# Free LGB 2008/2009 Catalog



## stanman (Jan 4, 2008)

The latest issue of LGB Depesche arrived Saturday. The mailing inludes a coupon for a free copy of the LGB 2008/2009 catalog. It must be redeemed at your "Authorized LGB Dealer" no later than October 31, 2008. 

Today is Sunday so I haven't looked around yet, but I'm wondering now if there are still authorized dealers in the US who would be stocking these catalogs. My nearest store, Eastside Trains in Kirkland, WA, no longer features LGB on its web site.


----------



## Greg Elmassian (Jan 3, 2008)

You might email LGB and ask for a list of "Authorized LGB Dealers"... I'm wondering if even though they might be authorized, they may not have any catalogs. 

Let us know how you fare. 

Regards, Greg


----------



## krs (Feb 29, 2008)

The question where and how to get this free LGB 2008 catalogue in the US (and Canada) has come up a few times in the last couple of days on the LGB Family forum and several people have written to LGB already. 

I expect there will be a reply Monday or Tuesday - I'll post whatever I hear on mls. 

Regards, Knut


----------



## Snoq Pass (Jan 2, 2008)

I think Eastside Trains still has LGB catalogs.....


----------



## krs (Feb 29, 2008)

I received a reply re the 2008 LGB catalogue for North America.

# Entries shown:
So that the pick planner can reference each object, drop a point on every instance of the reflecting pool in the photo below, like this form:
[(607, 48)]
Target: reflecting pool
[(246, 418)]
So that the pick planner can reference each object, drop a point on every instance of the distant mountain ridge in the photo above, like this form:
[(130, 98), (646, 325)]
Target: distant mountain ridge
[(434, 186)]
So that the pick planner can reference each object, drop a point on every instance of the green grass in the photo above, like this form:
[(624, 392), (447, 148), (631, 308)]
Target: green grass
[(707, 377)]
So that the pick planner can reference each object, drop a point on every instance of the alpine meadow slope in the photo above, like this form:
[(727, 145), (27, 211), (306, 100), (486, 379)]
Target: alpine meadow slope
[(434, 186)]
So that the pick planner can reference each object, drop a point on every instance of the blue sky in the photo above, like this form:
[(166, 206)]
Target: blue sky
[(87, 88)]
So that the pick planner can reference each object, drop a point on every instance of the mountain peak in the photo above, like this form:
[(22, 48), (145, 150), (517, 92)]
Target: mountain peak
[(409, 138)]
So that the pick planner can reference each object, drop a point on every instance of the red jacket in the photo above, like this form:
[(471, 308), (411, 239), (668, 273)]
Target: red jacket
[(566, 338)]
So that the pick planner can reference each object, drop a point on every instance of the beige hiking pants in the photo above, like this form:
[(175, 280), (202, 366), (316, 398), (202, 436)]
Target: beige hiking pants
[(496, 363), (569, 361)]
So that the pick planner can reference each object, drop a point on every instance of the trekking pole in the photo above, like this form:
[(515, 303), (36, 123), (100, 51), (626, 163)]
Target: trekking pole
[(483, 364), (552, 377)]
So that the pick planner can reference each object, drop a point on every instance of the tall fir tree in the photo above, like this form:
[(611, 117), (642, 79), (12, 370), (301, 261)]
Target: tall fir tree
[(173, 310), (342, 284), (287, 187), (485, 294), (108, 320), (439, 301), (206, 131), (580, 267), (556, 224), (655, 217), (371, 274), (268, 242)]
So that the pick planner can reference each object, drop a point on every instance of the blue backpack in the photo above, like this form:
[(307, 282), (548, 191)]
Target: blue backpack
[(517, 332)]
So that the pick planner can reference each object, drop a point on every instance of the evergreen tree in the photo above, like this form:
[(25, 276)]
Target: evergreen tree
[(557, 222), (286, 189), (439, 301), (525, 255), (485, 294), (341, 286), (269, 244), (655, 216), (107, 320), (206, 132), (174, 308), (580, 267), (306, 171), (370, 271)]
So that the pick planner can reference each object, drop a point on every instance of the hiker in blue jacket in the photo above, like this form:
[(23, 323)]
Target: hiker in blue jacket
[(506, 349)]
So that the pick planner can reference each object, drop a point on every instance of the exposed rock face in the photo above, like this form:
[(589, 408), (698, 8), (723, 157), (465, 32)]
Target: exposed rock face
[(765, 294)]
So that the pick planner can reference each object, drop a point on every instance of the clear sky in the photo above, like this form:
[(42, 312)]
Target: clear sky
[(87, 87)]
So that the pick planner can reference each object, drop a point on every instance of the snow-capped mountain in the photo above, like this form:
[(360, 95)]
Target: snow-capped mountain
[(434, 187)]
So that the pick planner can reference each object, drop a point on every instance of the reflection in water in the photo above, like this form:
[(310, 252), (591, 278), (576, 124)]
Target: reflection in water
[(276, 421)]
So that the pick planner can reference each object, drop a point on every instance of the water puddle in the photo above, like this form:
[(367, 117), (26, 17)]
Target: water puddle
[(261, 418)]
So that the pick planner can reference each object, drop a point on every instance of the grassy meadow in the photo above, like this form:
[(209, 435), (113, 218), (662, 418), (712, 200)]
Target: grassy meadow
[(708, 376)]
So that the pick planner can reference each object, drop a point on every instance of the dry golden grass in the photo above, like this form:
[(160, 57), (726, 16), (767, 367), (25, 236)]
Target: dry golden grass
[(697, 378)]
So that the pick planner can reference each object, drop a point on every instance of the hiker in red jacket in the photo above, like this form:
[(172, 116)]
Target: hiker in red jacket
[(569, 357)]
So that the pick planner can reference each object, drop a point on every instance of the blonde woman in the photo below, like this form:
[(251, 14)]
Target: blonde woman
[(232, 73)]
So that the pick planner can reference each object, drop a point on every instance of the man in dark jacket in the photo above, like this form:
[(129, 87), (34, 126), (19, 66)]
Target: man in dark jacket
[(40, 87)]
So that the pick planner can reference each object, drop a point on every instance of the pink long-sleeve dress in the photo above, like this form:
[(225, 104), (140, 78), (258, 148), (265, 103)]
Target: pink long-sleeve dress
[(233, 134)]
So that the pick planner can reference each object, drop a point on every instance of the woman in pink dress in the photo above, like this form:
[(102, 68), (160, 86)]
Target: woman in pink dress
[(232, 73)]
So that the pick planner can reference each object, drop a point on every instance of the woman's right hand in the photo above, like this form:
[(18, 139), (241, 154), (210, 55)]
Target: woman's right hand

# Written instruction 1:
From the LGB catalog thread, quote the part that opens with the words "## Snoq Pass" and closes with "for North America.".
# Written instruction 2:
Answer these from the LGB catalog thread:
(a) By what date must the coupon for the free catalog be redeemed?
(b) Which store no longer features LGB on its web site?
(c) On which forum has the question of getting the catalog come up a few times?
# Written instruction 3:
Carry on the LGB catalog thread, starting after its last sentence.

# Expected answer 1:
## Snoq Pass (Jan 2, 2008)

I think Eastside Trains still has LGB catalogs.....


----------



## krs (Feb 29, 2008)

I received a reply re the 2008 LGB catalogue for North America.

# Expected answer 2:
(a) October 31, 2008
(b) Eastside Trains in Kirkland, WA
(c) The LGB Family forum

# Expected answer 3:
The message essentially was that Maerklin/LGB is aware of the issue and is currently evaluating a number of different options how club members in North America will be able to obtain their copy of the catalogue. 
However, the final decision how this will be handled has not yet been made. 
As Dave Buffington used to say: "Stay tuned" 

Regards, Knut


----------



## stanman (Jan 4, 2008)

Thanks, Knut. 

Glad to see someone filling in for Davd B.


----------



## krs (Feb 29, 2008)

Posted By stanman on 09/23/2008 10:52 AM

Glad to see someone filling in for Davd B.




Good one Stan, I don't think anyone can fill Dave's shoes. He was pretty much "Mr. LGB" for the US and Canada. 

In any case - if I hear more about the 2008 catalogue delivery situation (or if anyone else does), posting it here would be appropriate as well as on the LGB Family forum.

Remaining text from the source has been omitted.